▸ **Given exercise**: Which lines in the items below contain the word "relief" with the same capitalization? Return each of those lines in full.

▸ **Given information**:
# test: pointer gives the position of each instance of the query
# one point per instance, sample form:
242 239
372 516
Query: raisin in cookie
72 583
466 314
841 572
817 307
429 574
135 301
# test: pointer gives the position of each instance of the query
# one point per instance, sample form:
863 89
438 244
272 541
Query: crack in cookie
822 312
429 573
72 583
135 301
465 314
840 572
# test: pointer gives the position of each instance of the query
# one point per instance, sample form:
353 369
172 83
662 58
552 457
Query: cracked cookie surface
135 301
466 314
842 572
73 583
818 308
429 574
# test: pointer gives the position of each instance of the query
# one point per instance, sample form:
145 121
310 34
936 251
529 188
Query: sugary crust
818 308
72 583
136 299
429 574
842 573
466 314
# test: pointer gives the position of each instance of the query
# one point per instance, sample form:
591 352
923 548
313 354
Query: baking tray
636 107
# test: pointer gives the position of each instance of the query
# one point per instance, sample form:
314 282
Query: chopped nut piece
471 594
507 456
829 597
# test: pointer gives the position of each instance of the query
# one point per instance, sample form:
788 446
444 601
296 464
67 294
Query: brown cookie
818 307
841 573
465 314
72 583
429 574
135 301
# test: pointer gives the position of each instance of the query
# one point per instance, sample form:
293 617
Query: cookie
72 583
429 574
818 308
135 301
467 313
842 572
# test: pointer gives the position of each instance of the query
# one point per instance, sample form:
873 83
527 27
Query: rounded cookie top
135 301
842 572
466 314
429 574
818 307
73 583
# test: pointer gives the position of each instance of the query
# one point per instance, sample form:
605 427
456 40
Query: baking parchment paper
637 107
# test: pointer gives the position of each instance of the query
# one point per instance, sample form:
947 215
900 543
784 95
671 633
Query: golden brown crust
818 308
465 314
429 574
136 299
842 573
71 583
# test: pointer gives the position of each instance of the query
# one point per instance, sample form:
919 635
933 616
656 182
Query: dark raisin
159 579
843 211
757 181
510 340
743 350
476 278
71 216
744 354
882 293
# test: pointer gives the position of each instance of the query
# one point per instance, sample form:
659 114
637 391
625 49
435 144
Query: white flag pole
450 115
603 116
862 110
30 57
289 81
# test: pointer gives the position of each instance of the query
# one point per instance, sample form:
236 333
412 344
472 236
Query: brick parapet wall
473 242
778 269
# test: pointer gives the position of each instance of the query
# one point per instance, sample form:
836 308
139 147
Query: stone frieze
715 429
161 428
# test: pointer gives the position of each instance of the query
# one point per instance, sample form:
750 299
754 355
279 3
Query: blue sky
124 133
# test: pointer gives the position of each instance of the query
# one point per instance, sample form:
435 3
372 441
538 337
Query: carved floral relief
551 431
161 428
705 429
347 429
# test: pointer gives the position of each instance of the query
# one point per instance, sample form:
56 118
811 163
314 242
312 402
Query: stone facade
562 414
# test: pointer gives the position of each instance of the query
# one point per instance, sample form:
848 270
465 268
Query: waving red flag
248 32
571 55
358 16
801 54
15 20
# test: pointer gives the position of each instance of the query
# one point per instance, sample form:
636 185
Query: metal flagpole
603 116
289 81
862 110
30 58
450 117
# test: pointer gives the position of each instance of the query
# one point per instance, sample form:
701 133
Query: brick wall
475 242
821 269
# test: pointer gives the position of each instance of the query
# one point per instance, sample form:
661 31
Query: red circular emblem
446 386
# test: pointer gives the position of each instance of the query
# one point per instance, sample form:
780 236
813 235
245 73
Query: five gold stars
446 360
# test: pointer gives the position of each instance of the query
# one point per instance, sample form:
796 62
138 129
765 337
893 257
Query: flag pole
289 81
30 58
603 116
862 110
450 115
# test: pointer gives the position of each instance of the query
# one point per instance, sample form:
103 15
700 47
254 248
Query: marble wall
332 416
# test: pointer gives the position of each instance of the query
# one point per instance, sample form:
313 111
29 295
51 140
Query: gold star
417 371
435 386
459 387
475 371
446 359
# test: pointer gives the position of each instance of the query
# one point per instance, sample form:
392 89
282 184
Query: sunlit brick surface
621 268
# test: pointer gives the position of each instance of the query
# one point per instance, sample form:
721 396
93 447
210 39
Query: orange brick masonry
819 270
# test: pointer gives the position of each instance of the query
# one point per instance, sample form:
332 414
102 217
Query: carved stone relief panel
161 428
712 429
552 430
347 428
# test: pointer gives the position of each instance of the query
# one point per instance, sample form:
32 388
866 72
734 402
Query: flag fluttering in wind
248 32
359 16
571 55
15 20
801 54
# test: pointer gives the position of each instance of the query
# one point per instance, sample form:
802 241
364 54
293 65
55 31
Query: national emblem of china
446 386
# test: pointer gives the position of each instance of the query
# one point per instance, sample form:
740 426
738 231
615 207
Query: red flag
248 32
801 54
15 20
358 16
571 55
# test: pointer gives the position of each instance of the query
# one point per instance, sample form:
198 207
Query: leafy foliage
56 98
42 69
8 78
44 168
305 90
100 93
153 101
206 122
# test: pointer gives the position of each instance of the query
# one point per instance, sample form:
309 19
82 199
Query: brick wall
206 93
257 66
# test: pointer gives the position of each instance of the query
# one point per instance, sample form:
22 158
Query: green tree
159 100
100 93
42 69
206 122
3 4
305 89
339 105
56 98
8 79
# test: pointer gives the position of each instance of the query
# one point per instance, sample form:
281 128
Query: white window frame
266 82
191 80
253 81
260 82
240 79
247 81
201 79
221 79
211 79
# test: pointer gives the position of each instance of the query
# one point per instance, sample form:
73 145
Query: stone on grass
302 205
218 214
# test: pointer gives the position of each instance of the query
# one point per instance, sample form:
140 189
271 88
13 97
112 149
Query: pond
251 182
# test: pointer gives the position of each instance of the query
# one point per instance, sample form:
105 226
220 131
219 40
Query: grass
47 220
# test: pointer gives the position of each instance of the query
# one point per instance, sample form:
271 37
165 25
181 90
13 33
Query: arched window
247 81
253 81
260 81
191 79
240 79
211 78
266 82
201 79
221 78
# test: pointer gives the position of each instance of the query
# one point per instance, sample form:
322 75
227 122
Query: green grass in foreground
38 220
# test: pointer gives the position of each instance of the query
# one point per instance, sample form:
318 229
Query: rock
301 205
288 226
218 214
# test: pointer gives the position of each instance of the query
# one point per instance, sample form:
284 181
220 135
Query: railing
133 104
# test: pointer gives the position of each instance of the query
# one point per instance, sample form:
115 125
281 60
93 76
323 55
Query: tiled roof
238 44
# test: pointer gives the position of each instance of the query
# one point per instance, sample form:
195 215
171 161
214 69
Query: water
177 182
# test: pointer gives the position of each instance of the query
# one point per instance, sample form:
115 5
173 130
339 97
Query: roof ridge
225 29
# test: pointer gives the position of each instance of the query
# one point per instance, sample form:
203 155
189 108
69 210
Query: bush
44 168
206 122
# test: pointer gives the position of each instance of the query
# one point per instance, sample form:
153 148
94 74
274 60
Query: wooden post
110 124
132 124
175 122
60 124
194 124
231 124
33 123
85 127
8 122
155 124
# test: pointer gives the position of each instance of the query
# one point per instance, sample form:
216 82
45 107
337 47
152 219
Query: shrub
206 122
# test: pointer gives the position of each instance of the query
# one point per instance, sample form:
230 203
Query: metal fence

▸ **Full response**:
Query: carved floral relief
Query: carved stone relief panel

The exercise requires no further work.